### EXTRAIT:
============
À la même époque, la littérature française avait à sa tête un de ces rares esprits qui ont le privilège d’émouvoir, de charmer et d’instruire leur siècle. Cet écrivain avait toutes les grâces comme toutes les forces du génie ; il en avait au besoin toutes les colères. Il entraînait par la passion, il séduisait par le bon sens, il tuait par l’ironie. Il s’était essayé dans presque tous les genres, et il excellait dans la plupart. Il descendait avec une merveilleuse aisance de la tragédie à la satire, de l’épopée à la facétie, de l’histoire au pamphlet. — De quelque côté qu’il attaquât les intelligences, il était sûr de les conquérir. Ce prince de la pensée était à ménager ; il gouvernait l’opinion et distribuait la gloire ! Vous avez deviné Frédéric II et Voltaire.
============
### À FAIRE:
1. Relevez tous les genres littéraires nommés dans l'extrait sur Voltaire.
2. Poursuivez l'extrait sur Voltaire et Frédéric II en partant de sa dernière phrase.
Les lignes plus bas n'ont aucun rôle ici.

### DONNÉES BRUTES:
============
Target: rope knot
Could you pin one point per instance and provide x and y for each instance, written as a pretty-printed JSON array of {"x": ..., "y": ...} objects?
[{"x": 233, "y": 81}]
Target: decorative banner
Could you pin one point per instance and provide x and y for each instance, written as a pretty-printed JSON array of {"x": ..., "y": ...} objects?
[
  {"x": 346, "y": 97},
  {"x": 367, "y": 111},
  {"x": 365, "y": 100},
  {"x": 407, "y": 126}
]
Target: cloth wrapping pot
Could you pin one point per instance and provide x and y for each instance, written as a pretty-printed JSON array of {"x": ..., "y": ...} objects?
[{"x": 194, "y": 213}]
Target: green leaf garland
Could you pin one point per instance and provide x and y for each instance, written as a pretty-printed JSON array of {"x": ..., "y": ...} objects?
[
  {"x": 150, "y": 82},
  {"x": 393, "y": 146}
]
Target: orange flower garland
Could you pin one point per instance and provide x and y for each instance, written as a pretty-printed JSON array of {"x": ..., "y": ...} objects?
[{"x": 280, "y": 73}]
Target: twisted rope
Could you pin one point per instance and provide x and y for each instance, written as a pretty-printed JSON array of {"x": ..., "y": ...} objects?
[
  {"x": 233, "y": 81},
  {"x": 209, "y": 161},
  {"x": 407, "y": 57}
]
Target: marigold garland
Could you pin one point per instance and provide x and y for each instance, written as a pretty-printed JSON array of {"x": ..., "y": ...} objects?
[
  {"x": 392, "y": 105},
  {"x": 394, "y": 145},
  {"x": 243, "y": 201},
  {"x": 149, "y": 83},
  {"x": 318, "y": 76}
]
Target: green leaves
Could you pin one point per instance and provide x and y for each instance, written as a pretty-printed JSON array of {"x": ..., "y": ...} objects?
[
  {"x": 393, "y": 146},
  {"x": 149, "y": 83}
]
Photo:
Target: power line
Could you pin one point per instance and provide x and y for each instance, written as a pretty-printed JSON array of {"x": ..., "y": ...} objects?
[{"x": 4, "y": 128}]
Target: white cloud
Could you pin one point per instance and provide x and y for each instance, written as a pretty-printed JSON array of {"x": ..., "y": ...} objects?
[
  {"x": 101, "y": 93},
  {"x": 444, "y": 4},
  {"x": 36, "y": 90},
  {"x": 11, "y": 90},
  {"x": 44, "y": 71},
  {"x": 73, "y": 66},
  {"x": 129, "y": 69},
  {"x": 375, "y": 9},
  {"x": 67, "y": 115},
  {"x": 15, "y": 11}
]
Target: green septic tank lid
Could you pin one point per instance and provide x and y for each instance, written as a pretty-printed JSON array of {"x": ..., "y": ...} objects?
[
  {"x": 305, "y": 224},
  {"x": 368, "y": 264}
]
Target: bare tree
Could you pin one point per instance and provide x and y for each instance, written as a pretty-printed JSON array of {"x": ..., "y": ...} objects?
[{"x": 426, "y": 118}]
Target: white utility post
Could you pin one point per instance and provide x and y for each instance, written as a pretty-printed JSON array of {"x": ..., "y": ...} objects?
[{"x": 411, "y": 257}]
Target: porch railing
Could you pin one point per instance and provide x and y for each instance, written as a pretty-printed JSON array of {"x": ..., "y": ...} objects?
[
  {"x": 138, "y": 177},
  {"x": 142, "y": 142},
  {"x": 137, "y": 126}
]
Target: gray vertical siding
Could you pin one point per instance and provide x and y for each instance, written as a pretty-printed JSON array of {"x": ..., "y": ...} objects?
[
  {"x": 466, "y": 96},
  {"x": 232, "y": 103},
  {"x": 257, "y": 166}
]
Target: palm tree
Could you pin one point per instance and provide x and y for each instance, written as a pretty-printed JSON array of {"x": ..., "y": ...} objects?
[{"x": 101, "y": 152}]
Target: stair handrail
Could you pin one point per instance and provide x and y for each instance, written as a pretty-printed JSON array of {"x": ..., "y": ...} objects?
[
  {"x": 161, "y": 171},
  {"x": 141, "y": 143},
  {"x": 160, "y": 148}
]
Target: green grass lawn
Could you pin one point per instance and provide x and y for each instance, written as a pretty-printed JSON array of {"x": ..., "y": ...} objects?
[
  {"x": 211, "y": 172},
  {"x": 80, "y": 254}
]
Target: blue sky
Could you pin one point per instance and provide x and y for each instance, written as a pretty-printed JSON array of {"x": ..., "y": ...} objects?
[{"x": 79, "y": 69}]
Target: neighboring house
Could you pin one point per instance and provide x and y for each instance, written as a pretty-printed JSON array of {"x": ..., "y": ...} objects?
============
### RÉPONSES ATTENDUES:
1. la tragédie, la satire, l'épopée, la facétie, l'histoire, le pamphlet

2.
Le grand écrivain, depuis longtemps cajolé en prose et en vers, céda aux instances du souverain philosophe, et vint se fixer dans cette cour qui semblait lui promettre, avec toutes les libertés de l’esprit, toutes les déférences dues au génie. L’accueil fut enivrant. Le roi appelait le poète son ami, et dans cette académie cosmopolite de Berlin, les opinions de l’auteur de Zaïre étaient acceptées comme les arrêts du goût, et faisaient loi pour le royal versificateur.